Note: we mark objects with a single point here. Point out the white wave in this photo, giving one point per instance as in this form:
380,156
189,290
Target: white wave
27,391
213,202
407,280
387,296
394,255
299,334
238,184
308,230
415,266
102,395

◆ ◆ ◆

Written instruction: Put every line of the entries above into a JSON list of strings, with one string per line and no strings for blank lines.

Solution below:
[
  "Note: we mark objects with a single point here. Point out the white wave in this photo, giving one point per instance as in this form:",
  "380,156",
  "189,290",
  "Target: white wave",
  "27,391",
  "213,202",
  "407,280",
  "387,296",
  "394,255",
  "299,334",
  "238,184",
  "308,230",
  "415,266",
  "102,395"
]